▸ Data to process:
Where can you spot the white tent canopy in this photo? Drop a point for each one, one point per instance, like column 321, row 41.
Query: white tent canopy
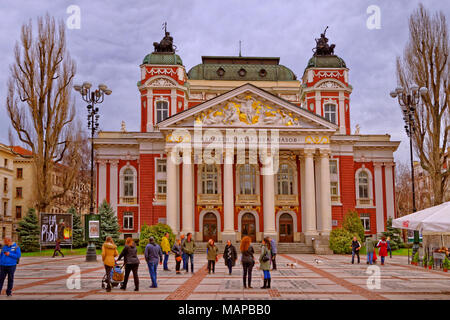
column 434, row 219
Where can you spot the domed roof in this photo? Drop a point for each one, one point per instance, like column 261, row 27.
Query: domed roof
column 163, row 58
column 326, row 61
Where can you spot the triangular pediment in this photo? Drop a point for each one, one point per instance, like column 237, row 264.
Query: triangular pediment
column 248, row 107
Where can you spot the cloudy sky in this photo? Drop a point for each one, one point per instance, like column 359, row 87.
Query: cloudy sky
column 114, row 37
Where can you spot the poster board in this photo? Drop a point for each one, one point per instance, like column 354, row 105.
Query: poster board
column 54, row 226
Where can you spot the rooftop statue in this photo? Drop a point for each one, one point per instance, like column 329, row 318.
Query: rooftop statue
column 322, row 47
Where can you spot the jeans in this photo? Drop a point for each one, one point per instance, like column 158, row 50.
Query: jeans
column 7, row 271
column 353, row 256
column 166, row 259
column 152, row 266
column 370, row 257
column 191, row 257
column 128, row 269
column 248, row 267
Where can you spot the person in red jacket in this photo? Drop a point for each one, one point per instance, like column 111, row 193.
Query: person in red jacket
column 382, row 244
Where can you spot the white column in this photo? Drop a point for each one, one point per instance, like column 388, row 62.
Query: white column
column 389, row 190
column 310, row 201
column 101, row 184
column 325, row 196
column 113, row 188
column 379, row 196
column 171, row 196
column 228, row 199
column 269, row 199
column 188, row 193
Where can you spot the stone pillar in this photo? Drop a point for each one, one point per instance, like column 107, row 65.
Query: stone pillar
column 325, row 196
column 310, row 201
column 379, row 196
column 228, row 199
column 188, row 194
column 113, row 173
column 269, row 199
column 171, row 196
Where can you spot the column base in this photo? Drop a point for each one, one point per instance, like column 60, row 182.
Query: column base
column 228, row 235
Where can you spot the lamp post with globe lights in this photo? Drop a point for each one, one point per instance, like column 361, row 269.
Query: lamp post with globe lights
column 408, row 101
column 92, row 97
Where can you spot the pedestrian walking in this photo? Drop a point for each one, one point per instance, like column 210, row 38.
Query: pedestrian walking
column 178, row 251
column 273, row 253
column 109, row 252
column 211, row 254
column 369, row 250
column 131, row 261
column 388, row 241
column 9, row 257
column 153, row 254
column 247, row 260
column 183, row 256
column 382, row 245
column 230, row 256
column 165, row 247
column 356, row 246
column 264, row 262
column 189, row 250
column 57, row 249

▸ What needs to be done: Copy out every one of the lines above word for word, and leave the pictures out of your copy.

▸ Reply:
Where can you spot the white tent canopy in this photo? Drop a point for each one, one point per instance, like column 321, row 41.
Query: white tent canopy
column 434, row 219
Where can you spot the domed roof in this photo? Drop a point for each one, one point per instance, like column 261, row 27.
Query: domed roof
column 163, row 58
column 326, row 61
Where can you spot the triangular pediment in this photo? Drop a point for each one, one point per instance, like column 237, row 264.
Query: triangular pediment
column 248, row 107
Where can you spot the cloudy sky in this photo? Drop a point for each one, one point per instance, like column 359, row 87.
Query: cloudy sky
column 114, row 37
Where can you spot the poster board in this photo? Drop a point for each one, one point per instance, like column 354, row 105.
Query: poster board
column 54, row 226
Where can you spot the rooftop statue in this photo? Drop a point for each one, one point per instance, like column 329, row 318.
Query: rooftop statue
column 322, row 47
Where can you spot the jeans in this photo? Drop a point for each one, one point per instance, like column 158, row 50.
Query: jeans
column 7, row 271
column 353, row 256
column 166, row 259
column 152, row 266
column 370, row 257
column 191, row 257
column 128, row 269
column 248, row 267
Where can you spot the person in red jacket in this photo? Drop a point for each one, one point per instance, like column 111, row 193.
Query: person in red jacket
column 382, row 244
Where can you spot the white column in this photo? Drop a point for each one, one point per instance, like column 388, row 62.
Query: white column
column 389, row 190
column 310, row 201
column 101, row 184
column 325, row 196
column 113, row 188
column 379, row 196
column 171, row 196
column 228, row 199
column 269, row 199
column 188, row 193
Where can you spot the stone pillar in this photo? Drop a point for each one, one point per instance, like column 107, row 65.
Query: stone pillar
column 325, row 196
column 310, row 201
column 379, row 196
column 228, row 199
column 188, row 194
column 113, row 173
column 269, row 199
column 171, row 196
Where can you spot the column base in this photo? Drop a point for each one, one point per instance, like column 60, row 182.
Query: column base
column 228, row 235
Where can you spot the lamp post with globe lights in this photo? Drop a point for each one, one point per instance, like column 361, row 269.
Query: lamp post with globe lights
column 408, row 101
column 92, row 97
Where can you spot the pedestrian walking in this photo? Drop a point for each one, one point per instance, like column 210, row 38.
Query: pedestrian walking
column 178, row 251
column 273, row 253
column 109, row 252
column 211, row 254
column 369, row 250
column 131, row 261
column 388, row 241
column 9, row 257
column 153, row 254
column 247, row 260
column 183, row 256
column 382, row 245
column 230, row 256
column 165, row 247
column 356, row 246
column 264, row 262
column 189, row 250
column 57, row 249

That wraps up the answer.